DOCUMENT PASSAGE |
• • • • • • •
Given a binary tree, invert it. When a binary tree is inverted it returns its mirror.
Example
Input:
4
/ \
2 7
/ \ / \
1 3 6 9
Output:
4
/ \
7 2
/ \ / \
9 6 3 1
It is one of the most common questions asked in interviews and in this example we will see how to implement it recursively as well as iteratively.
Invert the binary tree recursively.
By observing the above image we can notice that inversion or mirror of binary is tree is nothing but swapping of its left and child nodes at each level.
Acknowledging that we can derive a recursive solution.
- Traverse the tree in pre-order or post-order way.
- And in each iteration swap its left and child and then invert its left and right subtree by calling them recursively.
Pseudo code
//post order Invert(left-subtree) Invert(right-subtree) Swap left and right subtrees. //pre order Swap left and right subtrees Invert(left-subtree) Invert(right-subtree)
• • • • • • •
DATASET ROWS |
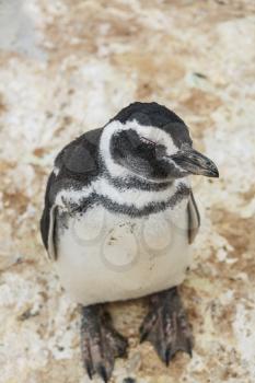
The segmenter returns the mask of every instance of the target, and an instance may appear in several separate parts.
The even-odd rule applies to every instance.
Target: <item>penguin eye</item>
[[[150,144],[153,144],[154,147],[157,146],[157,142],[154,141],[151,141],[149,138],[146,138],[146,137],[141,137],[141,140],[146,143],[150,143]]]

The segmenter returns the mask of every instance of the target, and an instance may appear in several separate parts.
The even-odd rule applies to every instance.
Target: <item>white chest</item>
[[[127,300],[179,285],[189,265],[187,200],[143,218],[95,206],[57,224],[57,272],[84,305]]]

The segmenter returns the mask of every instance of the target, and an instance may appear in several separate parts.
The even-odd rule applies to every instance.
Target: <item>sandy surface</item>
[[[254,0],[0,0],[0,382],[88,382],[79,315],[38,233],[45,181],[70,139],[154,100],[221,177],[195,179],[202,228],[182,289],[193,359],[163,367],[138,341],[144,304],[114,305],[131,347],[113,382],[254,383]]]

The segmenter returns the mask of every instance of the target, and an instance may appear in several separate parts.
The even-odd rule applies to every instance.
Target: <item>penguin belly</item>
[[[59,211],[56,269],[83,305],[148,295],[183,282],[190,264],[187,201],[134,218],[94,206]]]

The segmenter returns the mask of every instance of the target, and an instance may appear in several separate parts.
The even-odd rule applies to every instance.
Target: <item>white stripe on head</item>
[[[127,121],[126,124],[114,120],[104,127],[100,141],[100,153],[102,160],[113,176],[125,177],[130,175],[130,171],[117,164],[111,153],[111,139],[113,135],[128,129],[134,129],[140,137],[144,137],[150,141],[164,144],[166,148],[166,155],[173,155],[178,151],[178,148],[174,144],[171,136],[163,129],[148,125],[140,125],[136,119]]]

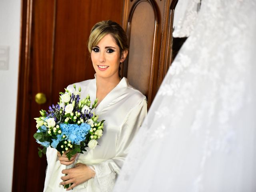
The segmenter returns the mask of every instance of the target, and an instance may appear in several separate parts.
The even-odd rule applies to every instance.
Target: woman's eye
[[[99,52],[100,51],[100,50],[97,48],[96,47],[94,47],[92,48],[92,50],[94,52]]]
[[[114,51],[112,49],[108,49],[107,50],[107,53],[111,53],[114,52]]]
• • • • • • •
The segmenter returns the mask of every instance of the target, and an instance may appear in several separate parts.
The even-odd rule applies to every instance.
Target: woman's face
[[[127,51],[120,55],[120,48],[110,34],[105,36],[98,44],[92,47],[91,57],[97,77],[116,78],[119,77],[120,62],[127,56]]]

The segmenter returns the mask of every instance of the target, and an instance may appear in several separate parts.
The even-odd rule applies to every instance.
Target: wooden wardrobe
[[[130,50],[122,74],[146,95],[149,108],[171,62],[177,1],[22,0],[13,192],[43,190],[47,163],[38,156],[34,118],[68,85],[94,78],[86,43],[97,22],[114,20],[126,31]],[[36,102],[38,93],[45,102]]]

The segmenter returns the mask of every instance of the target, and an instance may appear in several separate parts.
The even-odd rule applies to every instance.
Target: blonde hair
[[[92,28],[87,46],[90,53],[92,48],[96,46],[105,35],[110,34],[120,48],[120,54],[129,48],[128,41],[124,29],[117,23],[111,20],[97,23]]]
• • • • • • •
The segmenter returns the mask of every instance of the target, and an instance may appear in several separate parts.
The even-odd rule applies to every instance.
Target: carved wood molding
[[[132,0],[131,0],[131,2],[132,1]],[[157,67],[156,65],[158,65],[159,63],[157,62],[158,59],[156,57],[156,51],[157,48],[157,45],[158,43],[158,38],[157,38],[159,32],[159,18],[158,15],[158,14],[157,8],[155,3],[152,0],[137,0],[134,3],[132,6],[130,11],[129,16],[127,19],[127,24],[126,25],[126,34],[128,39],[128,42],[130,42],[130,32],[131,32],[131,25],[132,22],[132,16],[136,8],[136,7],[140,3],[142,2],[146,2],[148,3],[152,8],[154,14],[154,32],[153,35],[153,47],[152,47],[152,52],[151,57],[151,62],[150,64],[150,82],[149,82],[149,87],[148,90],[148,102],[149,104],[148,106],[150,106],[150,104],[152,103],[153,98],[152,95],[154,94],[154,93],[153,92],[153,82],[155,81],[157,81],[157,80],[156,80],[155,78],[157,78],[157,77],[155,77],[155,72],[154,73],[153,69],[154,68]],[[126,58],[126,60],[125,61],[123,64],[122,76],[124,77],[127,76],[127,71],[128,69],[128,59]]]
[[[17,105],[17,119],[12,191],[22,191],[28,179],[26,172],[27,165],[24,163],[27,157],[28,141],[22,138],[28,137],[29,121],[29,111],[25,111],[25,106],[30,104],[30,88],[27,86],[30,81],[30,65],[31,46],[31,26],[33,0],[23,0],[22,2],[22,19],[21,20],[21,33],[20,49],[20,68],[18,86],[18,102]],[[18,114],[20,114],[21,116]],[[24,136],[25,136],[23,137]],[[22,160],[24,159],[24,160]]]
• • • • • • •
GIVEN EXERCISE 1 | Reproduce word for word the part of the binary tree inversion text that begins at the words "- Traverse the" and stops after the words "subtrees Invert(left-subtree) Invert(right-subtree)".
GIVEN EXERCISE 2 |
Answer these questions from the binary tree inversion text.
(a) What does a binary tree return when it is inverted?
(b) In which two ways does the text say it will show how to implement the inversion?
(c) In which two traversal orders can the tree be traversed for the recursive solution?

RESPONSE 1 |
- Traverse the tree in pre-order or post-order way.
- And in each iteration swap its left and child and then invert its left and right subtree by calling them recursively.
Pseudo code
//post order Invert(left-subtree) Invert(right-subtree) Swap left and right subtrees. //pre order Swap left and right subtrees Invert(left-subtree) Invert(right-subtree)

RESPONSE 2 |
(a) It returns its mirror.
(b) Recursively and iteratively.
(c) Pre-order and post-order.